### [WHAT YOU HAVE TO DO]
Copy out each line in the listing below where the word "wall" appears.

### [EXTRACTED ENTRIES]
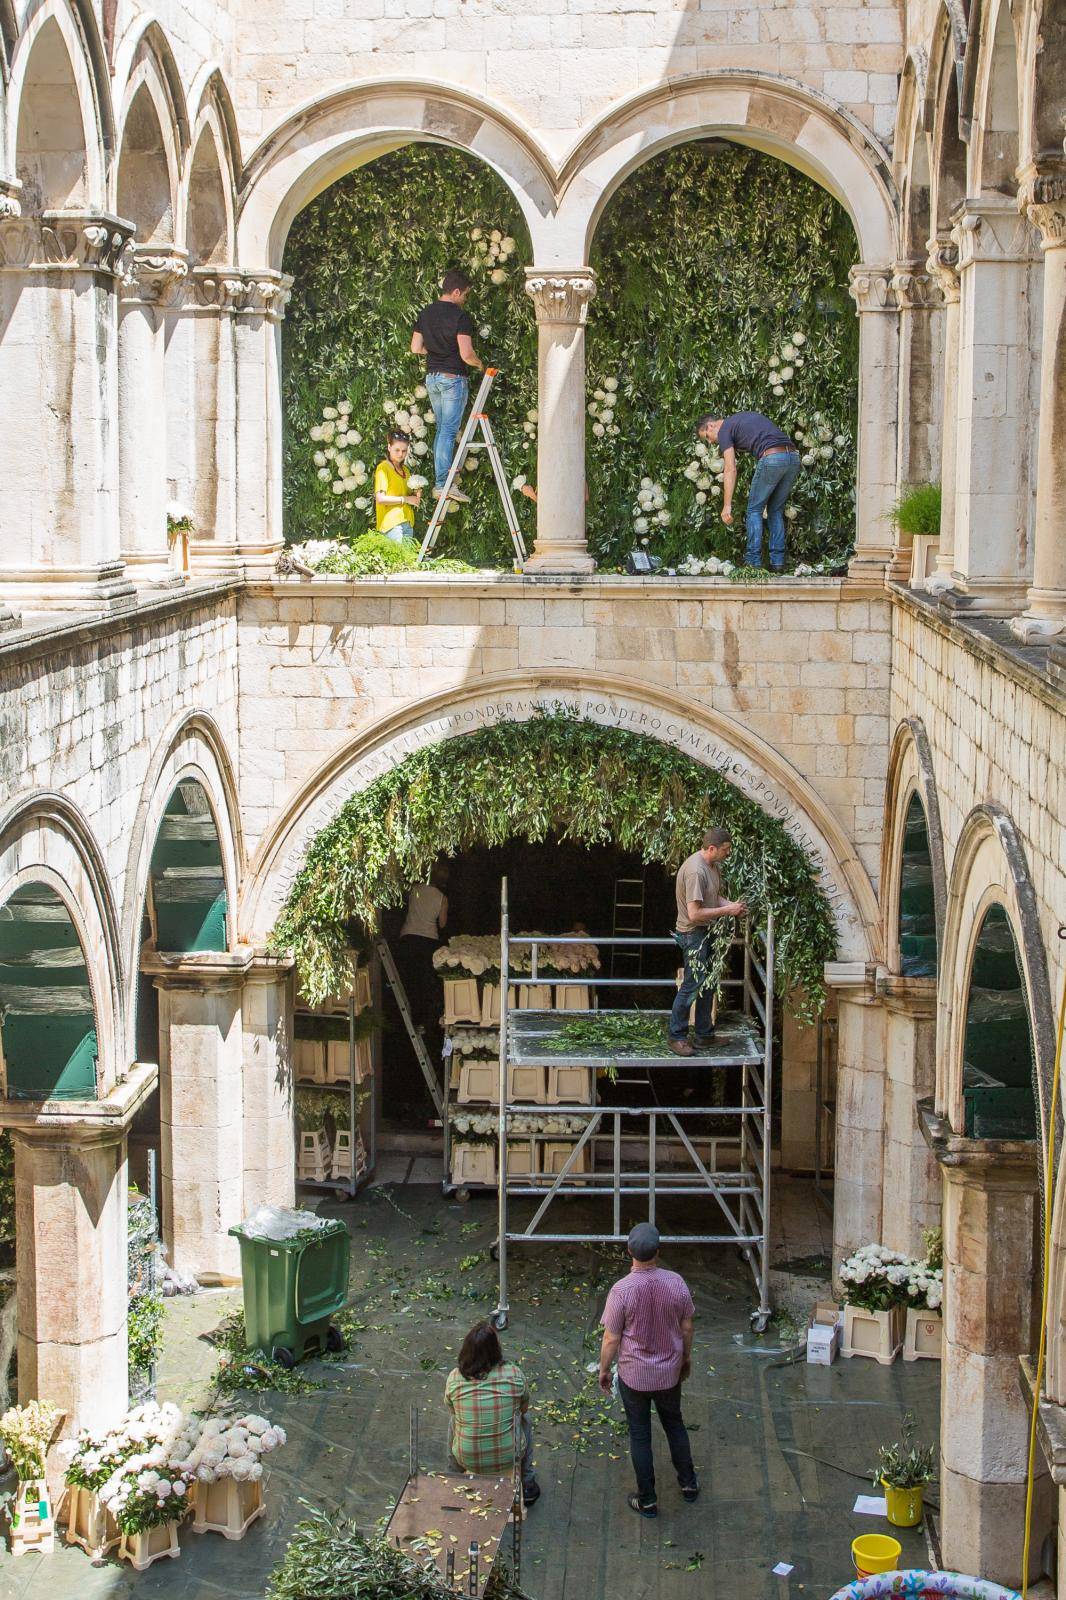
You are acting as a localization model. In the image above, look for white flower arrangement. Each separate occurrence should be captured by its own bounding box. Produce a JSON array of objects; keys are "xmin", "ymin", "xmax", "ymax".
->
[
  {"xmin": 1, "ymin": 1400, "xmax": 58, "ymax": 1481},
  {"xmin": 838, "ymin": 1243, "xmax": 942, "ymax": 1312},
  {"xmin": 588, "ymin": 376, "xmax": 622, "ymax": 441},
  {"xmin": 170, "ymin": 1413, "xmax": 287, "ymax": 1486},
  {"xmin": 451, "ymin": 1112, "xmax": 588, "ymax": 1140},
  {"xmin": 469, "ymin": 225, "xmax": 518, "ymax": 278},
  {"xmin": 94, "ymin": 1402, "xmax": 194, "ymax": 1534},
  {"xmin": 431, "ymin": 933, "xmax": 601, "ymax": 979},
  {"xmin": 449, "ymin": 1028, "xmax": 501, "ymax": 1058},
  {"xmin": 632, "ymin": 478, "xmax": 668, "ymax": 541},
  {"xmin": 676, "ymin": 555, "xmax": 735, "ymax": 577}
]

==

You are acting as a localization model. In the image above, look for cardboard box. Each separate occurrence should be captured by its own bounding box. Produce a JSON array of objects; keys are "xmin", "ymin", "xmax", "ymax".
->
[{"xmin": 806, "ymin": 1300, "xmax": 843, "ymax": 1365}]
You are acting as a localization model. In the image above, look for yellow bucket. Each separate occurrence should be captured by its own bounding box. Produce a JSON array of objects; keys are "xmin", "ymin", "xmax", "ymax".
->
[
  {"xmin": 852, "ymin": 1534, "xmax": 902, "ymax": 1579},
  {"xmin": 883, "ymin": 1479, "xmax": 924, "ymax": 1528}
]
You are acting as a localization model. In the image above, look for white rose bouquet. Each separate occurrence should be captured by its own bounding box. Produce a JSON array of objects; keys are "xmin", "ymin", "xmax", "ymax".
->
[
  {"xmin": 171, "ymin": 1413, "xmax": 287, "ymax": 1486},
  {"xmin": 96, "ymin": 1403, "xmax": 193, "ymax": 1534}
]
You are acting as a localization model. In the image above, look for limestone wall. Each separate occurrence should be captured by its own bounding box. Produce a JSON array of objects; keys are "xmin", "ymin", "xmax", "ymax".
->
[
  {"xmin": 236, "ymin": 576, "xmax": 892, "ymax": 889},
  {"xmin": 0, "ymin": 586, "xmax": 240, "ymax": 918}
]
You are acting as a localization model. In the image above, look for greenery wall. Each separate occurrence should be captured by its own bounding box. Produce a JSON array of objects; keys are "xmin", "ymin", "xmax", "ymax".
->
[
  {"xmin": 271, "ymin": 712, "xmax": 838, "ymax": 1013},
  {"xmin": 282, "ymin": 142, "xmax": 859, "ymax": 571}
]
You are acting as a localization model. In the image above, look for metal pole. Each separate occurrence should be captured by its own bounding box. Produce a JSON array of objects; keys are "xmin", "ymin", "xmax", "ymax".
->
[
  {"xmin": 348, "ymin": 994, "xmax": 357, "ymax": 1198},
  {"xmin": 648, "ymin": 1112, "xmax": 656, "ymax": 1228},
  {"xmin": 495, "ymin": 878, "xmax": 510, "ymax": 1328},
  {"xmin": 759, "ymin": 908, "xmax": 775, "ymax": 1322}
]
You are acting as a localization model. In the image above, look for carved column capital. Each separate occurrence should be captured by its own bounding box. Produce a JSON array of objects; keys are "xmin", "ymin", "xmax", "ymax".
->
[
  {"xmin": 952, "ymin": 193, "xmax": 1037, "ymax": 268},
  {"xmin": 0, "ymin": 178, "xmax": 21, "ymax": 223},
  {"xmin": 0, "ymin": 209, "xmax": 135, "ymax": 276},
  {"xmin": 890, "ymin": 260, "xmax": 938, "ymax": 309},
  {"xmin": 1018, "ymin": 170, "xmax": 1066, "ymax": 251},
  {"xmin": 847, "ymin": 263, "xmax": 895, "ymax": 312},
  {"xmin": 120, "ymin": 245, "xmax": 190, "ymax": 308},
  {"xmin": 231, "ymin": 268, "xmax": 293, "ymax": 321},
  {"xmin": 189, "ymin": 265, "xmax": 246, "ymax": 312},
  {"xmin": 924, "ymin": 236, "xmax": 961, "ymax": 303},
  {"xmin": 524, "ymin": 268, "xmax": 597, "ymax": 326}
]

### [SOLUTION FOR THIS PROBLEM]
You are acting as a localization model. In the image above, look for limestone wall. Each separate occurrence should be captured by its own bounding box. Produce a JSON array of objects; keys are "xmin", "ymin", "xmax", "ymax".
You are acting as a localization model. In the image above, look for greenery wall. Each separate occurrence should be captured by its own bounding box. Produce a JSON array of objects; keys are "xmin", "ymin", "xmax", "ymax".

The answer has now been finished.